Records excerpted from a collection
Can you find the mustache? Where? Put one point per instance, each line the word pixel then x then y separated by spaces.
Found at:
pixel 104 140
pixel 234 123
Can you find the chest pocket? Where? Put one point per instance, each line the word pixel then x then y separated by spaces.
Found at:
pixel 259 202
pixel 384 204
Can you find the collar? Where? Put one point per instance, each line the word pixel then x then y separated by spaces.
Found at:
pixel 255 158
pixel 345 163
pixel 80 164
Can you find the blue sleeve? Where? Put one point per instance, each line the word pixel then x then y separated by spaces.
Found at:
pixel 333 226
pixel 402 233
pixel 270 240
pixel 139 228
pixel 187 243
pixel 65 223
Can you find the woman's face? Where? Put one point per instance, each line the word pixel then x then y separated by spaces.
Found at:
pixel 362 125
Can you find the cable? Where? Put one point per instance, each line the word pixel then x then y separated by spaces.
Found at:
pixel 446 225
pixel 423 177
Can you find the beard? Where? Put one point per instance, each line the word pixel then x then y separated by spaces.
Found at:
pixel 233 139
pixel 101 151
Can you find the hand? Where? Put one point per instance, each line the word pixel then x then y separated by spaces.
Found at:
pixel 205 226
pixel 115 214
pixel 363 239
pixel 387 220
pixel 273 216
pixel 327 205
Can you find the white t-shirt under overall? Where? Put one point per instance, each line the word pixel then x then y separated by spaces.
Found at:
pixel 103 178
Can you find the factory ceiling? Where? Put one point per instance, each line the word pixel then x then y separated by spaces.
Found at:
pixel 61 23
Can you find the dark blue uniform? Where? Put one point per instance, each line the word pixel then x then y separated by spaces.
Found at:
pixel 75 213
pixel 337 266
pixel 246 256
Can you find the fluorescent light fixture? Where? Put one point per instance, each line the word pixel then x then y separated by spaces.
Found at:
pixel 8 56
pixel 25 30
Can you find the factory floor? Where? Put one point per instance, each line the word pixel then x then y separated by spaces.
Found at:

◆ **WRITTEN REQUEST**: Rewrite the material above, replacing every occurrence of "Found at" with "Located at" and leaving everything else unchanged.

◆ **WRITTEN SOLUTION**:
Can you find the mustache? Where? Put one point per instance, each line the word pixel then x then y separated by spaces.
Located at:
pixel 104 140
pixel 234 123
Can you find the chest pocket? Where? Put one point per instance, each line the word pixel then x then y separated by spaces.
Located at:
pixel 259 202
pixel 384 204
Can you find the collar? Where? Put one point per instance, each line the word pixel then x then y separated by spaces.
Located at:
pixel 255 158
pixel 345 163
pixel 80 164
Can you find the blue sleeve? Where? Put one point per instance, each line the word pixel then x then y separated by spaces.
Located at:
pixel 333 226
pixel 402 233
pixel 270 240
pixel 139 228
pixel 187 243
pixel 65 223
Can you find the woman's face? Where? Put one point per instance, each line the word pixel then x then y separated by spaces.
Located at:
pixel 362 125
Can you find the cable? Where? Put one point per instance, each line the word pixel then x then y separated by spaces.
Located at:
pixel 446 225
pixel 423 177
Can you find the beard? Where? Put one point per instance, each line the word pixel then x then y separated by spaces.
Located at:
pixel 233 139
pixel 101 151
Can you find the hand? Where? Put one point per instance, each line the word pixel then x then y separated by spaces.
Located at:
pixel 205 226
pixel 115 214
pixel 363 239
pixel 387 220
pixel 273 216
pixel 327 205
Can you find the white t-shirt under overall? Where? Put one point per instance, each line the word pixel then x then y separated by spaces.
Located at:
pixel 103 178
Can you find the factory ceiling? Where? Put one point per instance, each line the word pixel then x then y separated by spaces.
Located at:
pixel 61 23
Can you find the dark blue uniform? Where? Put one point per instance, each line the word pixel then x then y separated by spaces.
Located at:
pixel 75 213
pixel 337 266
pixel 246 256
Can you find the fluorescent light fixture? Where? Put one point per instance, each line the word pixel then x then y separated by spaces.
Located at:
pixel 8 56
pixel 25 30
Can you find the factory floor? Where? Put one point per instance, each line the word pixel then x then y separated by spaces.
Located at:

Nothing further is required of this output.